* [PROMPT]:
Set all the material down again unchanged, without the pictures.

* [ENTRIES SUPPLIED]:
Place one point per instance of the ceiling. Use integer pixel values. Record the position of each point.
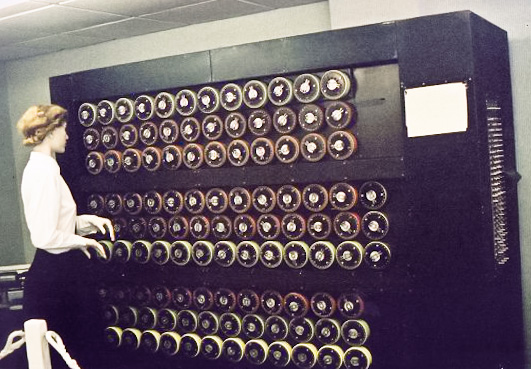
(29, 28)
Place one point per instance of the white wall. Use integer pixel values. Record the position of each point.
(27, 79)
(514, 16)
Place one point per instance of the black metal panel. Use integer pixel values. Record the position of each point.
(435, 49)
(360, 46)
(170, 72)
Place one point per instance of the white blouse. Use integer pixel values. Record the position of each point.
(50, 209)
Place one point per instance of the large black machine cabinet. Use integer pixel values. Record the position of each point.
(338, 199)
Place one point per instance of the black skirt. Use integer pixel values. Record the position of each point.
(60, 288)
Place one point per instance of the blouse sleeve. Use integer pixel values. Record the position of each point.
(41, 197)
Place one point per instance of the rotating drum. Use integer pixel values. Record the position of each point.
(239, 200)
(106, 112)
(268, 226)
(181, 298)
(311, 118)
(279, 353)
(178, 227)
(199, 227)
(253, 326)
(125, 110)
(225, 300)
(272, 302)
(170, 343)
(248, 253)
(148, 133)
(313, 147)
(304, 355)
(87, 114)
(340, 114)
(144, 107)
(152, 158)
(112, 161)
(190, 345)
(231, 97)
(296, 254)
(131, 160)
(128, 135)
(193, 156)
(235, 125)
(293, 226)
(212, 127)
(91, 138)
(173, 201)
(276, 327)
(322, 254)
(221, 227)
(186, 102)
(109, 137)
(141, 251)
(349, 254)
(284, 120)
(181, 252)
(215, 154)
(96, 204)
(160, 252)
(211, 347)
(306, 88)
(280, 91)
(343, 196)
(164, 105)
(347, 225)
(225, 253)
(203, 252)
(330, 357)
(262, 151)
(169, 131)
(244, 226)
(255, 94)
(335, 84)
(190, 129)
(377, 255)
(233, 349)
(319, 226)
(187, 321)
(328, 331)
(172, 157)
(94, 162)
(289, 198)
(296, 305)
(271, 254)
(259, 122)
(208, 100)
(238, 152)
(230, 324)
(342, 145)
(301, 329)
(287, 149)
(373, 195)
(256, 351)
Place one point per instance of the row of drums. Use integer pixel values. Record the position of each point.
(311, 118)
(314, 197)
(322, 255)
(350, 305)
(346, 225)
(313, 147)
(235, 349)
(280, 91)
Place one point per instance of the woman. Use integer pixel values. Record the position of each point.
(55, 286)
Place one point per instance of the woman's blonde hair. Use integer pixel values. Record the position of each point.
(38, 121)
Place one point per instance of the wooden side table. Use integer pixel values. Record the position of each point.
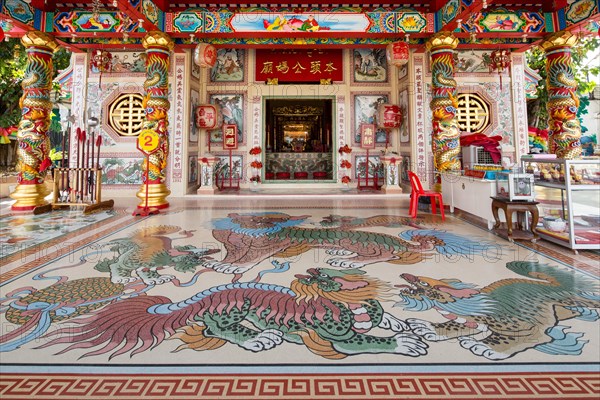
(521, 208)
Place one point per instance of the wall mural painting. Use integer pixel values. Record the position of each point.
(121, 171)
(20, 10)
(127, 62)
(370, 65)
(188, 21)
(230, 66)
(289, 22)
(402, 72)
(578, 10)
(194, 102)
(405, 107)
(365, 111)
(375, 167)
(337, 308)
(232, 108)
(193, 170)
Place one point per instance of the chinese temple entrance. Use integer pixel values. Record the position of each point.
(299, 143)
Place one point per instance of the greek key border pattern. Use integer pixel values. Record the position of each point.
(353, 386)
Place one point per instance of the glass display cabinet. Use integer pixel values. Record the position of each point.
(569, 196)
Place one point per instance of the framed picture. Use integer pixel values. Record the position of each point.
(230, 66)
(365, 111)
(232, 108)
(193, 169)
(404, 126)
(370, 65)
(367, 136)
(404, 168)
(230, 136)
(402, 71)
(194, 102)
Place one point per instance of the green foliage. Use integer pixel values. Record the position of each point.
(12, 70)
(586, 70)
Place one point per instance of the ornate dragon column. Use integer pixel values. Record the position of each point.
(158, 47)
(564, 128)
(34, 143)
(446, 134)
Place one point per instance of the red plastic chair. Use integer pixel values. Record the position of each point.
(417, 191)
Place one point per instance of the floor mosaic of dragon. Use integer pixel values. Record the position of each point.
(300, 286)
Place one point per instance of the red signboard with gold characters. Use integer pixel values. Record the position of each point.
(367, 136)
(230, 137)
(208, 116)
(299, 65)
(389, 116)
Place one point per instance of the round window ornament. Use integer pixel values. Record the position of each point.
(205, 55)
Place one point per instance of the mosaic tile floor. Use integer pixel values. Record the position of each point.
(312, 298)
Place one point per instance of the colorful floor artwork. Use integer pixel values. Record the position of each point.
(316, 295)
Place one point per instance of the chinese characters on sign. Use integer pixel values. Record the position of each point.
(207, 116)
(177, 135)
(420, 114)
(390, 116)
(367, 136)
(230, 137)
(299, 65)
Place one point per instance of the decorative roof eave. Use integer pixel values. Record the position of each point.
(531, 82)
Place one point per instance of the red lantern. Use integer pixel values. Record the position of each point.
(208, 116)
(101, 60)
(389, 116)
(499, 60)
(397, 53)
(205, 55)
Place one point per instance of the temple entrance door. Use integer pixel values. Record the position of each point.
(299, 140)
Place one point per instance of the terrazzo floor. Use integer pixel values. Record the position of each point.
(299, 297)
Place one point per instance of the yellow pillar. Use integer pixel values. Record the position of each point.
(158, 47)
(36, 108)
(564, 129)
(446, 133)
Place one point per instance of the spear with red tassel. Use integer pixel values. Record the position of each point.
(80, 166)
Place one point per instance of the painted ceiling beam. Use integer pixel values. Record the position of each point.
(24, 28)
(464, 15)
(578, 27)
(136, 15)
(162, 5)
(44, 5)
(437, 5)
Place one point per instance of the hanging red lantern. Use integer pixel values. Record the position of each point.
(499, 60)
(397, 53)
(205, 55)
(101, 60)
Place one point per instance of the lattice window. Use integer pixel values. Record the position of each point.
(126, 114)
(473, 113)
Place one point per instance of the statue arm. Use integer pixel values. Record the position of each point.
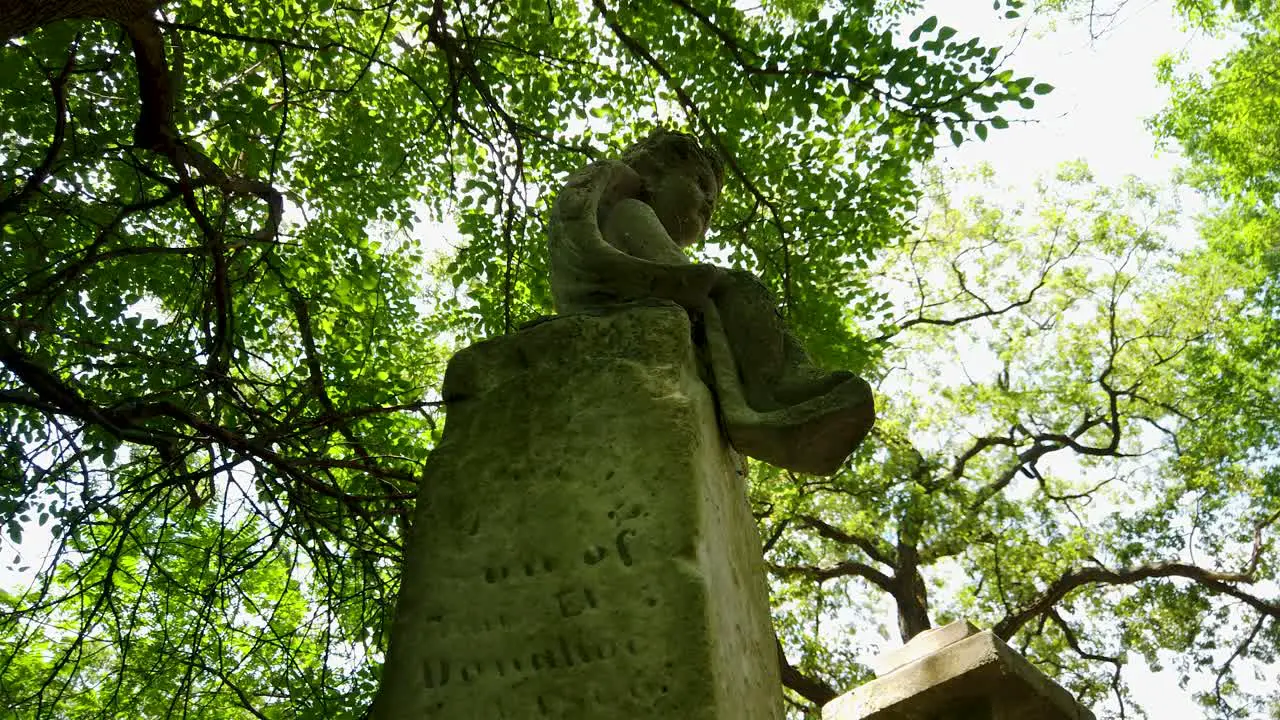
(602, 238)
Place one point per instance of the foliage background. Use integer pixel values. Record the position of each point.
(220, 333)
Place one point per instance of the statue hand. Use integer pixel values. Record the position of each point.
(699, 281)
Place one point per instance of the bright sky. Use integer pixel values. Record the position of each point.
(1105, 91)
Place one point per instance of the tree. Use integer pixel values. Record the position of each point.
(1052, 456)
(219, 333)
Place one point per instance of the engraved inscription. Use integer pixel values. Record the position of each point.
(438, 673)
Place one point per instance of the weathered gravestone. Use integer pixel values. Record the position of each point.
(583, 546)
(956, 673)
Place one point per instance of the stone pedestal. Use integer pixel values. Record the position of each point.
(583, 546)
(956, 673)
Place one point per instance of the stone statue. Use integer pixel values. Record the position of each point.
(616, 236)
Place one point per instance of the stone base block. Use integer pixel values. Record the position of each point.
(583, 546)
(956, 673)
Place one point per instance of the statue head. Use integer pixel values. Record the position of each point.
(681, 181)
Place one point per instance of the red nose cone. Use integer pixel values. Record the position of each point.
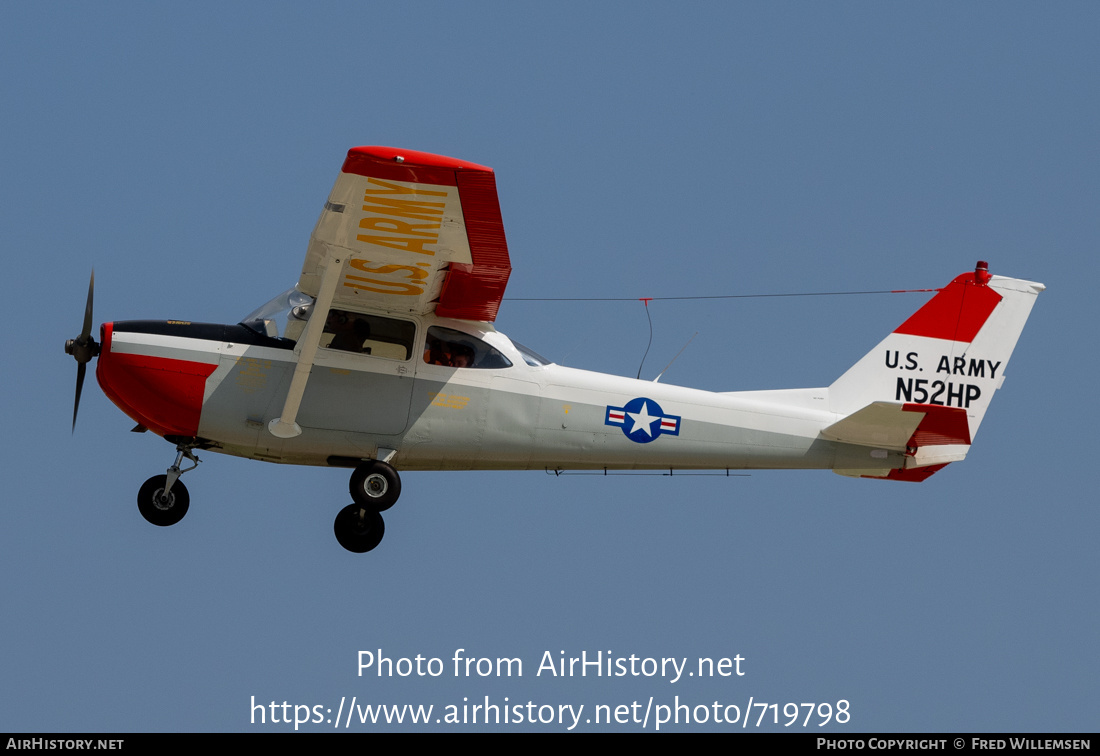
(162, 393)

* [CORRECT RESPONSE]:
Place one point per instance of the ceiling. Use integer pixel values. Record the position of each point.
(29, 28)
Place one point per instance of the white wall. Use integer pixel values. Record the position of each point.
(27, 79)
(514, 16)
Place one point per instance of the black metal panel. Use integer pixel values. Record the position of each point.
(435, 49)
(360, 46)
(170, 72)
Place one point per instance of the white blouse. Use integer pixel values. Record the position of each point.
(50, 209)
Place one point per instance of the large black machine cabinet. Use integer pixel values. Record the position of each point.
(338, 199)
Place one point per instance of the black skirt. Use integer pixel values. Record the position of each point.
(60, 288)
Place one point per instance of the blouse sleeve. Use integer pixel values. Record the position of each point.
(41, 197)
Place one point per instance of the rotating drum. Use integer pixel values. Record the position of each point.
(239, 200)
(106, 112)
(268, 226)
(181, 298)
(311, 118)
(279, 353)
(178, 227)
(199, 227)
(253, 326)
(125, 110)
(225, 300)
(272, 302)
(170, 343)
(248, 253)
(148, 133)
(313, 147)
(304, 355)
(87, 114)
(340, 114)
(144, 107)
(152, 158)
(112, 161)
(190, 345)
(231, 97)
(296, 254)
(131, 160)
(128, 135)
(193, 156)
(235, 125)
(293, 226)
(212, 127)
(91, 138)
(173, 201)
(276, 327)
(322, 254)
(221, 227)
(186, 102)
(109, 137)
(141, 251)
(349, 254)
(284, 120)
(181, 252)
(215, 154)
(96, 204)
(160, 252)
(211, 347)
(306, 88)
(280, 91)
(343, 196)
(164, 105)
(347, 225)
(225, 253)
(203, 252)
(330, 357)
(262, 151)
(169, 131)
(244, 226)
(255, 94)
(335, 84)
(190, 129)
(377, 255)
(233, 349)
(319, 226)
(187, 321)
(328, 331)
(172, 157)
(94, 162)
(289, 198)
(296, 305)
(271, 254)
(259, 122)
(208, 100)
(238, 152)
(230, 324)
(342, 145)
(301, 329)
(287, 149)
(373, 195)
(256, 351)
Place one point per instance of the row of drums. Use integer pixel values. Record the position of each point.
(311, 118)
(314, 197)
(322, 255)
(350, 305)
(346, 225)
(313, 147)
(235, 349)
(280, 91)
Place one point per instance of the woman. Use integer pixel values. Record the position of each point.
(55, 286)
Place one point per instance of the woman's blonde hair. Use integer pixel values. Record the position of each point.
(38, 121)
Place one point per instance of the wooden side table. Use integer pixel values. Record the position of each point.
(521, 208)
Place one point per instance of the wall mural painting. Use integer pixel values. Record the position of each point.
(121, 171)
(20, 10)
(127, 62)
(370, 65)
(188, 21)
(230, 66)
(289, 22)
(402, 72)
(578, 10)
(194, 102)
(405, 107)
(365, 111)
(375, 167)
(337, 308)
(232, 108)
(193, 170)
Place one point per instance of the chinese temple entrance. Use integer pixel values. Record the position of each point.
(299, 143)
Place one point per instance of the greek key border pattern. Use integer pixel values. Record the position of each point.
(353, 386)
Place one point per instance of the glass display cabinet. Use integer pixel values. Record the position of each point.
(569, 196)
Place one point per instance of the framed picture. Use integer pixel values. Record the position of each point.
(230, 66)
(365, 111)
(232, 108)
(193, 169)
(404, 126)
(370, 65)
(367, 136)
(404, 168)
(230, 136)
(402, 71)
(194, 102)
Place one point per instance of the green foliage. Use integer pixel values. Record the position of each point.
(12, 70)
(586, 70)
Place one point per instance of the ornate dragon column. Use integer pixel values. Record the position of each point.
(158, 47)
(564, 128)
(34, 143)
(446, 134)
Place one point per instance of the red plastic chair. Use integer pixel values. Record the position of each point.
(417, 191)
Place one point per instance of the floor mosaic of dragon. Use integer pixel values. Record the position of each point.
(300, 286)
Place one point per instance of the red signboard with gold characters. Use integer pixel values. Record the position of each point.
(367, 136)
(230, 137)
(208, 116)
(299, 65)
(389, 116)
Place one point per instance of the round window ornament. Use integer pixel values. Record the position of each point.
(205, 55)
Place one point per instance of the mosaic tile floor. Use integer pixel values. Record the position of each point.
(312, 298)
Place one point per instance of the colorful floor artwork. Use integer pixel values. Record the position of each point.
(316, 295)
Place one point per instance of the chinese characters on sign. Use integer pixel values. Record the position of each point.
(207, 116)
(177, 135)
(420, 114)
(390, 116)
(367, 136)
(230, 137)
(299, 65)
Place one point per instance of the decorative roof eave. Use integer pixel values. Record the position of each point.
(531, 82)
Place one point per instance of the red lantern. Use integer pixel values. Record the position of each point.
(208, 116)
(101, 60)
(389, 116)
(499, 60)
(397, 53)
(205, 55)
Place one point per instance of the temple entrance door. Use integer pixel values. Record the position of each point.
(299, 140)
Place one point per instance of the terrazzo floor. Use integer pixel values. Record the position of each point.
(299, 297)
Place one point per instance of the yellow pillar. Use integer pixel values. Record the position of each point.
(158, 47)
(36, 108)
(564, 129)
(446, 133)
Place one point per instance of the spear with red tassel. Use integer pixel values. Record the position of each point.
(80, 166)
Place one point per instance of the painted ceiling beam. Use integer pixel values. Record the position of each point.
(24, 28)
(464, 15)
(578, 27)
(136, 15)
(162, 5)
(44, 5)
(437, 5)
Place one point per instance of the hanging red lantern. Use integer pixel values. Record the position of each point.
(499, 60)
(397, 53)
(205, 55)
(101, 60)
Place one point per instance of the lattice window. Use integer pixel values. Record the position of each point.
(126, 114)
(473, 113)
Place one point per instance of the statue arm. Use integer pixel values. Record the position of each point.
(602, 238)
Place one point per instance of the foliage background. Use integer pixel values. Record the position of each point.
(220, 333)
Place one point per instance of the statue hand. Use integer pixel values. Record the position of each point.
(699, 281)
Place one point per instance of the bright sky. Use integer pixel values. Record the position of each point.
(1105, 91)
Place one point per instance of the tree. Use integer pixel values. Record the position of each point.
(1052, 456)
(219, 333)
Place one point per instance of the engraved inscription. Use integer pixel values. Record the position of each point.
(438, 673)
Place one point per instance of the weathered gravestone. Use integer pixel values. Record the position of each point.
(583, 546)
(956, 673)
Place one point per instance of the stone pedestal. Use integer pixel values. Record the position of each point.
(583, 546)
(956, 673)
Place one point per instance of the stone statue. Use integer pixel values. Record the position of each point.
(616, 236)
Place one point per instance of the stone base block. Use integer pixel values. Record the position of each point.
(583, 546)
(956, 673)
Place one point per instance of the statue head. Use integer pixel values. Record the position of each point.
(681, 181)
Place one point per instance of the red nose cone. Use integer pixel values. Record the position of each point.
(162, 393)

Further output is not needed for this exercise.